__Exercise instructions__: State how many lines of the data below hold the string "outline", giving nothing but the number.

Stored items
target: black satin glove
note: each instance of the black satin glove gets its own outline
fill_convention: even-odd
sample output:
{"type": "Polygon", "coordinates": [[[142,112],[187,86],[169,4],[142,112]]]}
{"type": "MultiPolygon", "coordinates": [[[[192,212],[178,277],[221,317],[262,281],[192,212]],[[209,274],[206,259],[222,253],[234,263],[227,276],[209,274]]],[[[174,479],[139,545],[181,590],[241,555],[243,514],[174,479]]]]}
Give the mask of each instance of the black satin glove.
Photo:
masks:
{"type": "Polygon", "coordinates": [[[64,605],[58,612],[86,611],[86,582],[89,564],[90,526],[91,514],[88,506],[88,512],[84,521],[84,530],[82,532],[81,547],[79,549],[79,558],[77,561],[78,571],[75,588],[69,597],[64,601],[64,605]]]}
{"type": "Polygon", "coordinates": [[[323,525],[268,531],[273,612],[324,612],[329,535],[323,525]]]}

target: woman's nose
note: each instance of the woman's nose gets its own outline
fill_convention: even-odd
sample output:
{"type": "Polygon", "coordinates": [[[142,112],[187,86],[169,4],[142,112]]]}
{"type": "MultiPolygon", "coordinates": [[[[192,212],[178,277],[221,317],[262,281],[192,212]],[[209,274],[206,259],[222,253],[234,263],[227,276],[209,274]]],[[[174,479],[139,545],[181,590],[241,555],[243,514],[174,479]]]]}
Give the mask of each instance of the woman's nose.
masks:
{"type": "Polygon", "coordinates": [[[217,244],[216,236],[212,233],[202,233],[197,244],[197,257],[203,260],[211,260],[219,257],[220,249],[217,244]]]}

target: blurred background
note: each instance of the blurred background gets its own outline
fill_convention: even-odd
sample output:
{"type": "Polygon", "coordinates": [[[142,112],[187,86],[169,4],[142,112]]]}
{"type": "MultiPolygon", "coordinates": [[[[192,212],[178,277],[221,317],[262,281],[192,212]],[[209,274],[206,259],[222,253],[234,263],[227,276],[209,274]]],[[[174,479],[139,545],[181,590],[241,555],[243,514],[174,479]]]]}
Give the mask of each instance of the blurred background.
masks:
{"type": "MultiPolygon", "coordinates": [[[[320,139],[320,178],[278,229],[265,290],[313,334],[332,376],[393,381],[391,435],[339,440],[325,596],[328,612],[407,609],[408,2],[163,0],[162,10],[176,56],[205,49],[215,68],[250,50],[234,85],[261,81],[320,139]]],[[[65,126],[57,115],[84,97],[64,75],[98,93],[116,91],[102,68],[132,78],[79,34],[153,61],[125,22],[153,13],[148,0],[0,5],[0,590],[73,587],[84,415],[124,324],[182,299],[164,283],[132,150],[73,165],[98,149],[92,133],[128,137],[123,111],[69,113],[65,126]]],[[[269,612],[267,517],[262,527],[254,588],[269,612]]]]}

__Answer__: 3